- **Task statement**
Return the data exactly, with all pictures removed.

- **Information given**
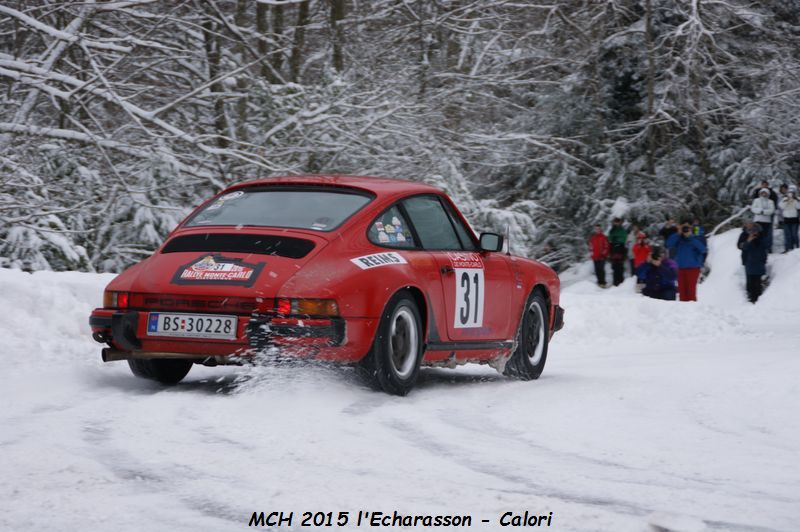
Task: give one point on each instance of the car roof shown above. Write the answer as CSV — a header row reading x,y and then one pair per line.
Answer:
x,y
380,186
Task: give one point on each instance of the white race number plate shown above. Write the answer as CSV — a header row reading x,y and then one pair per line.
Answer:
x,y
192,325
469,298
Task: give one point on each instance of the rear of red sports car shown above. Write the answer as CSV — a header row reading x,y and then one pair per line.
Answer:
x,y
213,288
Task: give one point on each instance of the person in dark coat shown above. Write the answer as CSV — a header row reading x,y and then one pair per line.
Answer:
x,y
669,228
754,258
657,276
689,251
616,237
772,194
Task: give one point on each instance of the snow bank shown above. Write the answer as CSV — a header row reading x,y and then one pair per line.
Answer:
x,y
649,415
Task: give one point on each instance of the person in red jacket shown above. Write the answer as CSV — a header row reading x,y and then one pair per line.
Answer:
x,y
640,250
600,249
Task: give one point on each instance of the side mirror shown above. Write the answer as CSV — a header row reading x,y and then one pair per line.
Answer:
x,y
491,242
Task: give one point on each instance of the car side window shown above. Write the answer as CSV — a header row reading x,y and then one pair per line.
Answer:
x,y
432,223
391,229
463,233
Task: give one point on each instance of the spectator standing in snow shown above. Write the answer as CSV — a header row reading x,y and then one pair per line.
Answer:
x,y
765,184
743,236
630,241
640,250
657,276
754,258
688,250
669,228
700,231
789,207
763,208
600,250
616,238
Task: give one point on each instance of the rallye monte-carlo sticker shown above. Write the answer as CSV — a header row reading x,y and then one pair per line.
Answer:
x,y
378,259
216,269
470,290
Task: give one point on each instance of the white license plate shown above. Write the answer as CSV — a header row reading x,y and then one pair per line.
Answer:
x,y
192,325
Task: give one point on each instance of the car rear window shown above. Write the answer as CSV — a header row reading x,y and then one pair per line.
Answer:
x,y
283,246
312,208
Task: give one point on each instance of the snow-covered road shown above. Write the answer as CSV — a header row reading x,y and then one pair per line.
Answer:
x,y
649,414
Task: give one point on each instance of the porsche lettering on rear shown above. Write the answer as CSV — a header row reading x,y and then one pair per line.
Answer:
x,y
381,273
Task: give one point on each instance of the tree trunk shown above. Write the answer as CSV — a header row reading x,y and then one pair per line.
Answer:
x,y
262,27
276,57
242,84
299,40
651,73
212,47
337,15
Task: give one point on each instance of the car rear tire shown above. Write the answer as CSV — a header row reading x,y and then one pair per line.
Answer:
x,y
392,364
527,361
163,370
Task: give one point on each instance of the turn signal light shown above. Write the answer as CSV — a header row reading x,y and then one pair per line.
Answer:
x,y
115,299
307,307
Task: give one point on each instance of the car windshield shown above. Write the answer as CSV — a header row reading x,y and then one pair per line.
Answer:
x,y
319,210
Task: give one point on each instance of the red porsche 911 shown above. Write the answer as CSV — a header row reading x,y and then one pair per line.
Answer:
x,y
382,273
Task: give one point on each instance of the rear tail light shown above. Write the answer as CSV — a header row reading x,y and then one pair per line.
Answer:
x,y
307,307
116,299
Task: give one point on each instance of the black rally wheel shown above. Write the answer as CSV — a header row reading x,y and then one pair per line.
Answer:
x,y
527,361
393,362
163,370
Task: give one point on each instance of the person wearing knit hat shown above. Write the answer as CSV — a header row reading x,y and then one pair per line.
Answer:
x,y
754,258
790,207
763,208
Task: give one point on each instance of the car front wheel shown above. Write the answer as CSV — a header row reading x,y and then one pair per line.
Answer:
x,y
393,362
163,370
527,361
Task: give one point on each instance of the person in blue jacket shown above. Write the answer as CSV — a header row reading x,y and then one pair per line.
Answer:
x,y
689,252
657,276
754,258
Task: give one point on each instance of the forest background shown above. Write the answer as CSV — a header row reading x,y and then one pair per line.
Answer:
x,y
539,117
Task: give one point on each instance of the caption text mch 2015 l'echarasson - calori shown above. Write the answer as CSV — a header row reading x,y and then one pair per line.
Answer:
x,y
395,519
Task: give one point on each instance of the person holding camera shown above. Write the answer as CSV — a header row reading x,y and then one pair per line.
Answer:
x,y
656,276
763,208
616,237
689,251
754,258
789,207
600,248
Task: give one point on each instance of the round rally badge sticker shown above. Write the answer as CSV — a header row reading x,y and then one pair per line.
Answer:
x,y
233,195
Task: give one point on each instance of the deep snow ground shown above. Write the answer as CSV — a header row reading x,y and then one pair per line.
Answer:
x,y
649,413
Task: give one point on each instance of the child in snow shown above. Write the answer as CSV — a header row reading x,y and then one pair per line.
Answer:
x,y
640,250
630,241
657,276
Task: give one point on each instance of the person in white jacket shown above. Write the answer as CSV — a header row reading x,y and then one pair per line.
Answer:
x,y
791,208
763,208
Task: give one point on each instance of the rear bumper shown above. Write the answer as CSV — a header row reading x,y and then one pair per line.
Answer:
x,y
558,318
337,339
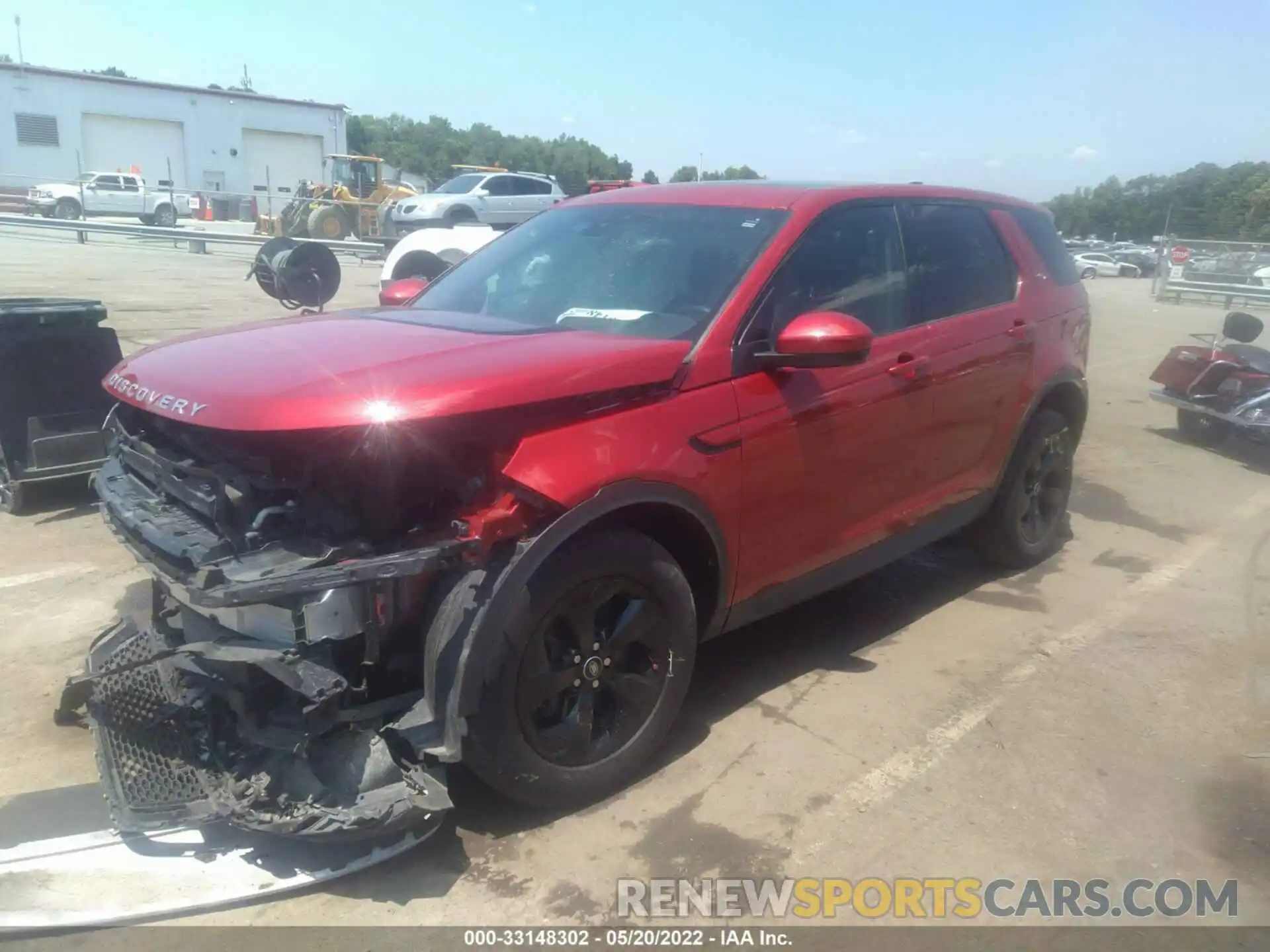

- **Result of this task**
Task: give one point on each instance of the car roof shown above. Write the answer as CSV — a header row reading x,y and then one pair per line.
Answer:
x,y
380,186
Task: give one point on each instance of the white race number plate shown above. Write the answer as CSV — a header row reading x,y and then one pair per line.
Answer:
x,y
192,325
469,298
Task: give one point on each instance of the rear of red sports car shown above. Write the answer as CSV — a header row reading x,y and then one pair per line.
Answer:
x,y
213,288
Task: give one point on each instance of the person in dark coat shown above. Write the answer as CSV — a header row reading x,y and then one pair per line.
Answer:
x,y
669,228
754,258
657,276
689,251
616,237
772,194
Task: give one point on each instance of the snow bank shown above. Write the answer as CSV — a header row reading x,y and then one pair per line.
Answer:
x,y
649,415
Task: give one point on each instance of the person in red jacket shown above. Write the answer as CSV — a header row reading x,y and then one pair per line.
Answer:
x,y
640,250
600,249
Task: give one point on each instance of the side mirror shown above. Write the answer as CSV — a header row reading x,y and then one pair per line.
Answer:
x,y
491,242
Task: give one point on each instance of the car side window shown above. Write the answer as CSV — a header row reading x,y and then one pair per line.
Answer:
x,y
432,223
391,229
463,233
Task: give one point on each instance of the spectator standing in snow shown above. Write the answer as CSV — a header row reading x,y and then one pair per line.
Answer:
x,y
765,184
743,236
630,241
640,250
657,276
754,258
688,250
669,228
700,231
789,207
763,208
600,250
616,238
Task: give one point on each instance of the rallye monte-carlo sticker shown above. Write the answer as CSV — a header row reading x,y and then one pair per line.
Answer:
x,y
378,259
216,269
470,290
Task: give one point on each instance of the white license plate shown above. Write the answer as CSV — a header row reading x,y and then one pair per line.
Answer:
x,y
192,325
Task: give one point on each instance of the car rear window shown above. Write the answer as CSV — a header row reading x,y and then one pair per line.
Answer:
x,y
283,246
312,208
Task: give one point on each instance of the snow-covered road shown above. Write the answer as CSV — a header row reading x,y and then one pair per line.
Answer:
x,y
649,414
Task: give one point on each instance of the porsche lettering on rear shown above. Write the answer as CSV — a header row reading x,y and then one pair per line.
Answer:
x,y
381,273
Task: give one point on each instance of the tree trunk shown above. Write the answer as CSV — a header row reading x,y and then one pair per line.
Answer:
x,y
262,27
276,57
242,84
299,40
651,73
212,47
337,15
Task: give one point on each instance of the car rear tire shown above. Write the answer as CSV — a header row reading x,y and then one pair per line.
Answer:
x,y
392,364
527,361
163,370
Task: give one point on each instance of the turn signal light shown above. Write the answer as CSV — a header row reading x,y and then one pair per line.
Answer:
x,y
115,299
307,307
Task: give one point on each instance of the car windshield shown above. Write the answer as CSV — a header row reading x,y and then one pair per line.
Answer:
x,y
319,210
Task: give one point on each instance of the red porsche 911 shown above. Write the answer as CSV — a header row reading x,y and then one pair per line.
Answer:
x,y
382,273
Task: give one point on each instance of the rear tail light shown above. Write the answer as CSV — a header row reading x,y and then one pair per line.
Answer:
x,y
307,307
116,299
Task: give one point on each instance of the black rally wheel shown above. Write the answer as CSV — a header row reading x,y and then one pair per line.
Answer:
x,y
527,361
393,362
163,370
Task: give one point on each instance of the person wearing knit hat shown above. Write the answer as CSV — a header row reading x,y and then one pair per line.
Answer:
x,y
754,258
790,207
763,208
Task: give one point on each instance of the car front wheel shown above. Write the answer as CSV — a header row reading x,y and then one pair per line.
Answer:
x,y
393,362
163,370
527,361
Task: give one point on each instance of the person in blue jacket shown above. Write the answer as CSV — a header row reading x,y and then one pair per line.
Answer:
x,y
689,252
657,276
754,258
Task: give one point on each instance of the forest background shown above. Write the answer as CSV — a header row reading x,y and then one pair per line.
Answer:
x,y
539,117
Task: give one point on each instance of the caption text mch 2015 l'echarasson - calori shown above. Write the answer as CSV — a header row reading x,y and then one pair per line.
Answer:
x,y
395,519
Task: give one point on each instance of the person holding camera shown above. Write the answer as CSV — a header row reading x,y and then one pair per line.
Answer:
x,y
656,276
763,208
616,237
689,251
754,258
789,207
600,248
Task: give one point on each instance of the round rally badge sticker shown above. Write the answer as CSV — a header row reading x,y and then one pair per line.
Answer:
x,y
233,195
Task: give one point on each instance of the deep snow ground shown above. Write the answer as CSV — a header row reading x,y and then one pair per line.
Answer:
x,y
649,413
Task: give one point on each instance of the child in snow shown above. Write the answer as CSV — a header row reading x,y and then one pair per line.
Answer:
x,y
640,250
630,241
657,276
Task: give one point on each instance of the person in white jacket shown above. Write the answer as CSV — a header row reading x,y and then one pair per line.
Answer:
x,y
791,208
763,208
Task: give one point on each instance of the rear bumper shown above. Write the answer as CSV — a header row reading x,y and then one pair per line.
Answer:
x,y
558,318
337,339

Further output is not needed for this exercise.